• _Goal of the exercise_:
List every line from the entries below that contains the word "weathered".

• _Data section_:
§

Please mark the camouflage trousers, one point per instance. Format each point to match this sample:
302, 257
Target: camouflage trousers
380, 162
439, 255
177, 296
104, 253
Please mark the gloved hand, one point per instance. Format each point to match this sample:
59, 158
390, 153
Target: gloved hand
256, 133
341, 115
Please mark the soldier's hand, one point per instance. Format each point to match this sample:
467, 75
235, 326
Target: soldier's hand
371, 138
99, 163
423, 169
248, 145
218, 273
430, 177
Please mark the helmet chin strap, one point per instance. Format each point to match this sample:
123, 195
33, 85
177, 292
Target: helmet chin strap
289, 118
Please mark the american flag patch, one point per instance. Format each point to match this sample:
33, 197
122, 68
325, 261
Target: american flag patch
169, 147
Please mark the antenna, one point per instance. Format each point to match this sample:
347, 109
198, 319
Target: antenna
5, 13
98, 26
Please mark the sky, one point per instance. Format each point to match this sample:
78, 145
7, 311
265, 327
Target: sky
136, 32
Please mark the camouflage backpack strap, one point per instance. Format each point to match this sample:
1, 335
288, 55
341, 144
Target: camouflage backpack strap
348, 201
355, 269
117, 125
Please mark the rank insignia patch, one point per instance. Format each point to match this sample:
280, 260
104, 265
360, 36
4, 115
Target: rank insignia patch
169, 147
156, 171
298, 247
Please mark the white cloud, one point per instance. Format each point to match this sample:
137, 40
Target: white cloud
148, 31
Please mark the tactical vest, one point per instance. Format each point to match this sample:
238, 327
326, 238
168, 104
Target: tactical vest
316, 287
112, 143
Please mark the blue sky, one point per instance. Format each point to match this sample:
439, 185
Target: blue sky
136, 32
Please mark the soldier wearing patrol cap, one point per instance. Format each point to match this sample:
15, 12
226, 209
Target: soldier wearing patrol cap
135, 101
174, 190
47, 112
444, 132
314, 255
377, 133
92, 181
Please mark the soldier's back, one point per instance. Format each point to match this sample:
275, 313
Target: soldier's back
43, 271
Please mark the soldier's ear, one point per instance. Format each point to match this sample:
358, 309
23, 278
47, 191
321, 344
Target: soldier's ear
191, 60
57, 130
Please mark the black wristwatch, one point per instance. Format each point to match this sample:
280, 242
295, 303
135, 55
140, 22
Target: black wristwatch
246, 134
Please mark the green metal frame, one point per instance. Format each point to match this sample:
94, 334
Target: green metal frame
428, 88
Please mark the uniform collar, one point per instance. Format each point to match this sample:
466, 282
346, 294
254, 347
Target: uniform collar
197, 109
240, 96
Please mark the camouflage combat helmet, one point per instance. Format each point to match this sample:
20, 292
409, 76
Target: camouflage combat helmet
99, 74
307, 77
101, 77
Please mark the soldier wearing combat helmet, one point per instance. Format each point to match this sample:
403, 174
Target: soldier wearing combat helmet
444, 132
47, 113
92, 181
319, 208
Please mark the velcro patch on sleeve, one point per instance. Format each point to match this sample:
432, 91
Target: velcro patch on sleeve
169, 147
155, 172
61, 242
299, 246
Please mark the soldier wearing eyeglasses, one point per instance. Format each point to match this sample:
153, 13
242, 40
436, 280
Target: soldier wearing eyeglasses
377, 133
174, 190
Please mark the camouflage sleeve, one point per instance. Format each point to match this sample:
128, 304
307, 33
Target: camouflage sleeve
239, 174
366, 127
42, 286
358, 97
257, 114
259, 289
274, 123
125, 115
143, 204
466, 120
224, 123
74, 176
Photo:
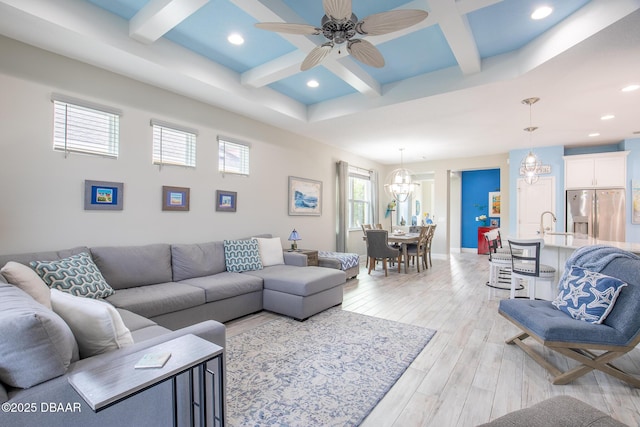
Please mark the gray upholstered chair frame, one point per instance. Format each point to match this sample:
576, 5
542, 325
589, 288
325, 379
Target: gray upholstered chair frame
378, 248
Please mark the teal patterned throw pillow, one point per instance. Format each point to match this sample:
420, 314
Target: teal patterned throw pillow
77, 275
242, 255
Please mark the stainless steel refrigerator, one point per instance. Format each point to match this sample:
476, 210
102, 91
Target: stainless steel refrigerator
597, 213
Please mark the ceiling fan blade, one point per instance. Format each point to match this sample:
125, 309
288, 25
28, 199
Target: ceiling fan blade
365, 52
388, 22
316, 56
338, 9
282, 27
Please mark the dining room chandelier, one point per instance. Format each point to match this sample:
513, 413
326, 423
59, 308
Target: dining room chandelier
400, 185
531, 164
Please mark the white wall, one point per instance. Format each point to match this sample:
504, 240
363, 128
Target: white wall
42, 192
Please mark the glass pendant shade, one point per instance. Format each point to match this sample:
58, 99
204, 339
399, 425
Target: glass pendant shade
400, 185
531, 163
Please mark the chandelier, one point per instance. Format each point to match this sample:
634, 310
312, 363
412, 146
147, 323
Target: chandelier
531, 164
400, 185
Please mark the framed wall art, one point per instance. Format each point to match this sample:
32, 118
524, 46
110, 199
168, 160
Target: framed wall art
494, 204
226, 201
175, 198
305, 196
103, 195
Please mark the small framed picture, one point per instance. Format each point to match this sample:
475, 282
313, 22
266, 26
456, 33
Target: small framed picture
305, 196
103, 195
175, 198
494, 204
226, 201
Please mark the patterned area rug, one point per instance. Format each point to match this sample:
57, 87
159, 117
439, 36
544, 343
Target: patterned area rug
330, 370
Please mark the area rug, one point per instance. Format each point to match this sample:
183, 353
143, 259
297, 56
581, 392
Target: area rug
330, 370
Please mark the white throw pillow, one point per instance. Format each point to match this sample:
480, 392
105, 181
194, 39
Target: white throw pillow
97, 325
28, 280
270, 251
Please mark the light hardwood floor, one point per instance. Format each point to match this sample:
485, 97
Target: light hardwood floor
466, 375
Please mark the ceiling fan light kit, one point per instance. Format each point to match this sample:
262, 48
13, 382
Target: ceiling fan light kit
340, 25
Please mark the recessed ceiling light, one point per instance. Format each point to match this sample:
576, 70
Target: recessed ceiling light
541, 12
236, 39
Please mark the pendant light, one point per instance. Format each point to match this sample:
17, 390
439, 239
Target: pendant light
531, 163
400, 185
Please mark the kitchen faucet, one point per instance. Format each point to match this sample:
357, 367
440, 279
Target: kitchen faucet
542, 221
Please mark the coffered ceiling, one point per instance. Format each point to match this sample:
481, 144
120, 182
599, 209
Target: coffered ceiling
452, 85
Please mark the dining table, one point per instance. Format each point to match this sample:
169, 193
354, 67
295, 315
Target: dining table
404, 239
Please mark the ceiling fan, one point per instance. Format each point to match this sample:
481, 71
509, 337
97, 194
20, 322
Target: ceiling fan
340, 25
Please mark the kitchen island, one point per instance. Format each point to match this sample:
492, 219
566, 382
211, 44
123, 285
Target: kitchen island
558, 247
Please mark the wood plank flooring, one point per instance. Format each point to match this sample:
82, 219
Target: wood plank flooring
466, 375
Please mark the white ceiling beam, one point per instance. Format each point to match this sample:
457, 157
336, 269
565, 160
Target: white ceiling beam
457, 32
158, 17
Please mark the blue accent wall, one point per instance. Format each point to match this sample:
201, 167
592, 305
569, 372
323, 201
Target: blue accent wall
476, 186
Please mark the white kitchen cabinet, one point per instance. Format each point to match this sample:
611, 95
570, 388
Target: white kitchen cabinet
602, 170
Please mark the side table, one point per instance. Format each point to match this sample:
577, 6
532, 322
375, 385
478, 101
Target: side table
312, 256
117, 380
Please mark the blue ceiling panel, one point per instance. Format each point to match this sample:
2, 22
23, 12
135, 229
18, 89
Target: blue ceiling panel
507, 26
206, 33
417, 53
123, 8
296, 86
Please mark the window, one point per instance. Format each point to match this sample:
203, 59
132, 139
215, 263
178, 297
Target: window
233, 156
359, 197
83, 127
173, 145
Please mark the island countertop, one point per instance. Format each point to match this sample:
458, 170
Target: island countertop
578, 241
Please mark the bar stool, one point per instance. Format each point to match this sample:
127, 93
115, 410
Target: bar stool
525, 265
499, 262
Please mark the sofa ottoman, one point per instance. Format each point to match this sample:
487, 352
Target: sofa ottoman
562, 411
300, 292
347, 262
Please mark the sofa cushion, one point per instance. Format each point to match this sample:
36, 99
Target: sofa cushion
161, 298
242, 255
226, 285
28, 280
271, 252
130, 266
77, 275
586, 295
37, 344
97, 326
197, 260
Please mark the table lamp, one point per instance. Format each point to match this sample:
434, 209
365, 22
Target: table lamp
294, 237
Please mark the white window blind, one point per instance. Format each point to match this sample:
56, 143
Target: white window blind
173, 145
233, 156
359, 198
84, 127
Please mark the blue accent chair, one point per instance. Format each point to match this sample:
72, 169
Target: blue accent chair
593, 346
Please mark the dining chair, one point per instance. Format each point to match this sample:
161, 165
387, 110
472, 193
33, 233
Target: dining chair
526, 265
430, 233
378, 248
417, 251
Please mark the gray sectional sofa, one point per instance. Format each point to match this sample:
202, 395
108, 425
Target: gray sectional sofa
162, 291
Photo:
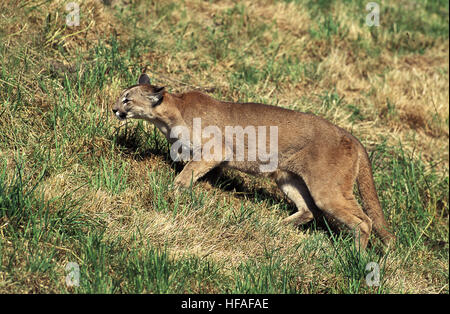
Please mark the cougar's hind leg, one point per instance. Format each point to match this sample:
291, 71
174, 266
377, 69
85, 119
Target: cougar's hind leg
296, 190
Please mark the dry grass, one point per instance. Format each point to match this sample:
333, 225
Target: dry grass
266, 51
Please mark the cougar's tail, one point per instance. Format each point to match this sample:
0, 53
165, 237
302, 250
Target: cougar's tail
370, 200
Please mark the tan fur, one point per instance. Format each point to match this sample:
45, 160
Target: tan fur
318, 162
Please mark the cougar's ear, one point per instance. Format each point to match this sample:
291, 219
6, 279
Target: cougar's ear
144, 79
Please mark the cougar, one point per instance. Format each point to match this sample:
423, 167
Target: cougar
314, 162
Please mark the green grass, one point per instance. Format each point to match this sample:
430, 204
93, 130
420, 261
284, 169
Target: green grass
78, 186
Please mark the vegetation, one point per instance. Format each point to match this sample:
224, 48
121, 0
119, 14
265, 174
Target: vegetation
77, 185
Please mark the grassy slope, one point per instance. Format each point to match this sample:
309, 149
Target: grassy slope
78, 186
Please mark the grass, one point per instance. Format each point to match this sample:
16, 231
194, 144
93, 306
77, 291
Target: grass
76, 185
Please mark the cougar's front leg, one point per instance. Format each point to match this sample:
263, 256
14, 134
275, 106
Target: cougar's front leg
193, 171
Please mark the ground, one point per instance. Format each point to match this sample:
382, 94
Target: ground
77, 185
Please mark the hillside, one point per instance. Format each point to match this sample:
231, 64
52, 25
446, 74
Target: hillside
77, 185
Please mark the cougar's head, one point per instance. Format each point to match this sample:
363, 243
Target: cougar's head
139, 101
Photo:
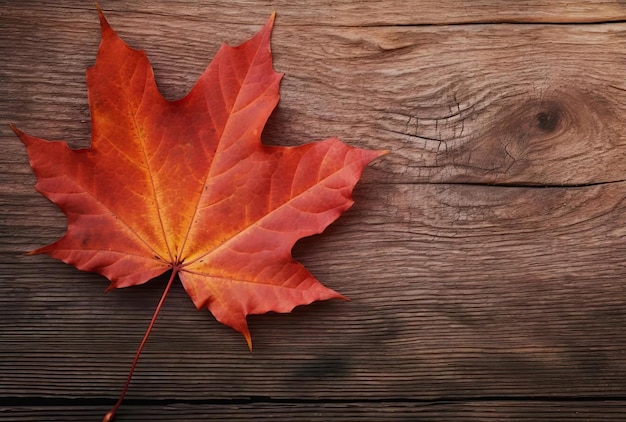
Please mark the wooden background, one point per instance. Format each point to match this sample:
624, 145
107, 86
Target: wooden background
485, 256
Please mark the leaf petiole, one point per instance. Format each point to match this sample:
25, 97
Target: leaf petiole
110, 415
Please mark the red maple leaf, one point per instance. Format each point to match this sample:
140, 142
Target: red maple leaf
188, 186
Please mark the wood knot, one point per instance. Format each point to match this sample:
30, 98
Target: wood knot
547, 120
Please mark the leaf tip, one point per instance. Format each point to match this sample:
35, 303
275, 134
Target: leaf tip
104, 25
248, 339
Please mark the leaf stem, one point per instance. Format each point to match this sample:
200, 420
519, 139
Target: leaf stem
111, 413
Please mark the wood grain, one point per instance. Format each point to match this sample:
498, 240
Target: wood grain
483, 257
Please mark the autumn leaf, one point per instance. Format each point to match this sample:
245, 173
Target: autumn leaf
188, 186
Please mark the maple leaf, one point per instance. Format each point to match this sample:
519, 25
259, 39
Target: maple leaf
188, 186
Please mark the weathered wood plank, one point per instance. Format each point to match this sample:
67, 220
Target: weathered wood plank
458, 291
516, 104
488, 410
349, 13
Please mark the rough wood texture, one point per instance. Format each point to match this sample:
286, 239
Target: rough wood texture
484, 257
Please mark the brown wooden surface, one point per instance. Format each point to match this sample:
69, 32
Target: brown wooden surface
485, 256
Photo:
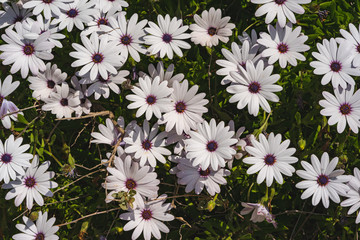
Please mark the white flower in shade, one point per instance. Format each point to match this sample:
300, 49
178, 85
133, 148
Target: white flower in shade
210, 145
322, 181
127, 175
235, 60
149, 219
36, 28
284, 44
197, 177
334, 63
42, 229
210, 28
13, 158
6, 106
283, 9
101, 87
107, 5
147, 145
127, 35
13, 13
164, 76
151, 98
259, 213
271, 157
23, 53
44, 83
63, 102
32, 185
353, 195
254, 86
97, 57
352, 38
77, 12
342, 108
48, 7
167, 37
187, 108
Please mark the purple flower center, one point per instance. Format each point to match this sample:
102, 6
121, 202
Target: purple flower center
212, 31
280, 2
40, 236
180, 107
204, 173
6, 158
323, 180
30, 182
130, 184
146, 144
72, 13
167, 38
146, 214
151, 99
283, 48
97, 58
28, 49
269, 159
335, 66
126, 40
254, 87
345, 109
50, 84
64, 102
211, 146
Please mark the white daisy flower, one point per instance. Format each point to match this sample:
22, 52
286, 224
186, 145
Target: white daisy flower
334, 63
322, 181
197, 177
187, 108
151, 98
23, 53
13, 158
271, 157
127, 175
254, 86
42, 229
284, 44
147, 145
99, 56
342, 108
101, 87
128, 35
48, 7
167, 37
6, 106
148, 219
13, 13
352, 38
77, 12
32, 185
210, 28
107, 5
210, 145
164, 76
283, 9
63, 102
44, 83
353, 195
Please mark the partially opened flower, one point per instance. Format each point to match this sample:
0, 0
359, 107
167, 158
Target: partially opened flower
42, 229
322, 180
148, 219
210, 28
271, 158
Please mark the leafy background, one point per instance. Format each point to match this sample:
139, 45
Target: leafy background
296, 116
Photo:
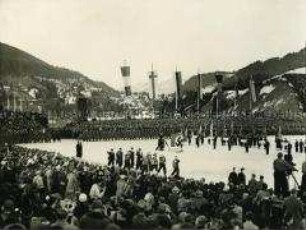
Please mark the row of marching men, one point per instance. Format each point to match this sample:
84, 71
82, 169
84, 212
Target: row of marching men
139, 161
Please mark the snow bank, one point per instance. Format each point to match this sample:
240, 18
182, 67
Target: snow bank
231, 94
208, 89
297, 71
267, 89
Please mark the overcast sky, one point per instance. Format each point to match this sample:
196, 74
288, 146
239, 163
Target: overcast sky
95, 36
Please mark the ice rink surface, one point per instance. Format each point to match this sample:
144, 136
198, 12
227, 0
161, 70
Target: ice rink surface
212, 164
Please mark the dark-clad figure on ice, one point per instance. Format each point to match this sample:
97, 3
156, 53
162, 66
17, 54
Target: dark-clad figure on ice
132, 157
215, 141
162, 164
267, 146
79, 150
296, 145
119, 158
281, 170
241, 177
111, 158
176, 167
301, 145
233, 177
161, 143
229, 144
139, 158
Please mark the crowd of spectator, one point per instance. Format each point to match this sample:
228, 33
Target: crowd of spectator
43, 190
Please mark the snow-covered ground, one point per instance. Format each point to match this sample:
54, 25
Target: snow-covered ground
213, 165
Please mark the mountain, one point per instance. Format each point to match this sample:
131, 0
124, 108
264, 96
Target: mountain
54, 89
279, 82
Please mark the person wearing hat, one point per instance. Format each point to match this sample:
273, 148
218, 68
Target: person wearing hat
281, 168
176, 167
139, 158
162, 164
111, 158
79, 149
294, 210
233, 177
119, 158
267, 146
241, 177
82, 206
8, 214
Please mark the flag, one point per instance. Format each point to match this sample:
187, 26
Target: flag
252, 89
200, 129
212, 129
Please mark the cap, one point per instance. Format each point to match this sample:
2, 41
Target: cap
82, 197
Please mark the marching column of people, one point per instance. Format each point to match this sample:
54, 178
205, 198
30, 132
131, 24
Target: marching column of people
142, 162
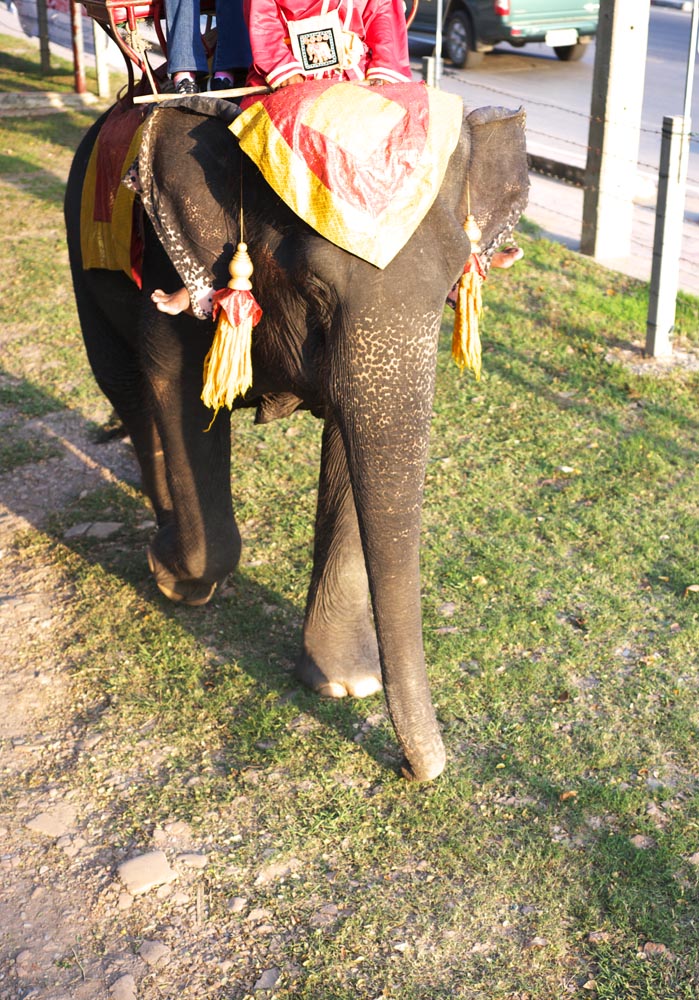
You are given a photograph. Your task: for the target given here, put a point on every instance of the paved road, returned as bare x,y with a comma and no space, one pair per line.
505,78
556,96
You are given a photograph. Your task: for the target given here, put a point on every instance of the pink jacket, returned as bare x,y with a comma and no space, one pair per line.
378,24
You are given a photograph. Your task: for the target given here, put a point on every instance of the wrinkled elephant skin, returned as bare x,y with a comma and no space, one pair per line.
353,344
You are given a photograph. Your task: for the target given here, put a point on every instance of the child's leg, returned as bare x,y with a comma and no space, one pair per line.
172,303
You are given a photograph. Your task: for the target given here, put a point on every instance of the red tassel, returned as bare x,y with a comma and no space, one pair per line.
228,365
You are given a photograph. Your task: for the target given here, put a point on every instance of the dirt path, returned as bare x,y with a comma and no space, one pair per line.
73,924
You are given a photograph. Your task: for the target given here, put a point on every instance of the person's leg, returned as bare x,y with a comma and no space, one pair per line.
233,44
185,48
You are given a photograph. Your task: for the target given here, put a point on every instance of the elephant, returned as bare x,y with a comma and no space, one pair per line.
353,343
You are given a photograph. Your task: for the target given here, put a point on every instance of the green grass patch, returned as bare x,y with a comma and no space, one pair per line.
559,545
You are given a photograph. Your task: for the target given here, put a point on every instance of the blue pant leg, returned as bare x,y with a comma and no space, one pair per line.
233,45
185,49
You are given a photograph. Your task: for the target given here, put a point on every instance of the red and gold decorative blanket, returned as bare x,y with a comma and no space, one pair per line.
109,231
362,165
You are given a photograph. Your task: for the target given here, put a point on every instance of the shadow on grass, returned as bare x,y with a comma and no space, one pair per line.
253,625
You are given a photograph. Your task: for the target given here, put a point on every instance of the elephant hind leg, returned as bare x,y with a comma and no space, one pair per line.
340,655
192,592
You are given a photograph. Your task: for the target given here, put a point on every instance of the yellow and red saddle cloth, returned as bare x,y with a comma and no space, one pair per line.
361,165
110,230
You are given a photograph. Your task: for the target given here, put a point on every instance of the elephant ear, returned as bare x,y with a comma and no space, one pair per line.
498,175
188,169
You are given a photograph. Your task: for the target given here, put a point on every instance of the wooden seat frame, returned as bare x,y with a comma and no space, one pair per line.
120,19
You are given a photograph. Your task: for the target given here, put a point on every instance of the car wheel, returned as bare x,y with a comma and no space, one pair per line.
458,42
571,53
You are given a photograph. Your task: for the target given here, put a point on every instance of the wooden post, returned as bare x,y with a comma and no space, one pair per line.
76,25
44,50
667,242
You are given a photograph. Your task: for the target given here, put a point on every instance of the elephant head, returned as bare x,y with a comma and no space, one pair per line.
354,344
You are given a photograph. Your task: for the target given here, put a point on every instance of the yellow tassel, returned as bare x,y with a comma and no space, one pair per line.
228,365
466,341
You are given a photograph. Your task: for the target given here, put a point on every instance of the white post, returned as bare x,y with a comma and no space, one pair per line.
101,42
669,215
438,44
615,127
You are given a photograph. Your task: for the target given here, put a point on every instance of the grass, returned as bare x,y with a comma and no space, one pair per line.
560,540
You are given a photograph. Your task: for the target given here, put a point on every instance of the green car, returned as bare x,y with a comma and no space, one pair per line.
473,27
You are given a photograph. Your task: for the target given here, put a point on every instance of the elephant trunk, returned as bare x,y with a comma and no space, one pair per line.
383,388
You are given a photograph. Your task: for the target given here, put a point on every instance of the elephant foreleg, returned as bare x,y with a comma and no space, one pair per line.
340,654
199,544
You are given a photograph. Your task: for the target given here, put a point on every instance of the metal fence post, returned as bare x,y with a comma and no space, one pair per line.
667,242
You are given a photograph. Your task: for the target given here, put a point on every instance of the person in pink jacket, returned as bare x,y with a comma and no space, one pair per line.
294,40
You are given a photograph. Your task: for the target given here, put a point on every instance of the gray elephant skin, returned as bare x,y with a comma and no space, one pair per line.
353,344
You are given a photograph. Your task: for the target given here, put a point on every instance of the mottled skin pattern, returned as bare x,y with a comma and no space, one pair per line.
353,344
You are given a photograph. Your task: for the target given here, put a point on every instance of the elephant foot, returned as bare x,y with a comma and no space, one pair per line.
192,592
338,676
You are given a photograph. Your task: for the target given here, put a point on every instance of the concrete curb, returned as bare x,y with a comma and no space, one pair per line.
46,102
675,4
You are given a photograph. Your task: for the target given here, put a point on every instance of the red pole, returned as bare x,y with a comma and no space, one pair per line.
76,24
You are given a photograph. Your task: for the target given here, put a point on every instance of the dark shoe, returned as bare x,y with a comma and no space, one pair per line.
220,83
185,87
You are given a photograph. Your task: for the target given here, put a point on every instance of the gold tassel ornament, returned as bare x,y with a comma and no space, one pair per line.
466,342
228,365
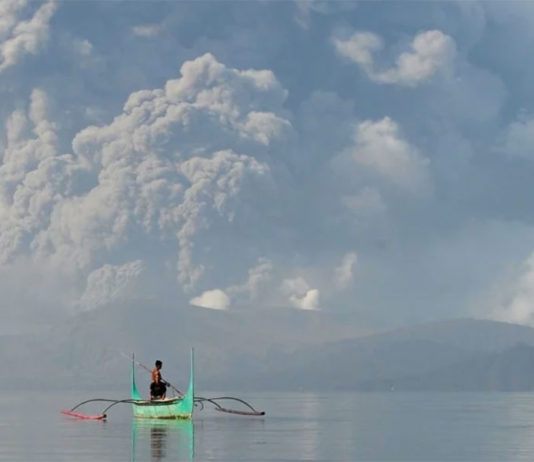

§

• _Answer to the task_:
Please mark the weathered wood plank, one point per instance. Format each point to match this sample:
Target: weathered wood plank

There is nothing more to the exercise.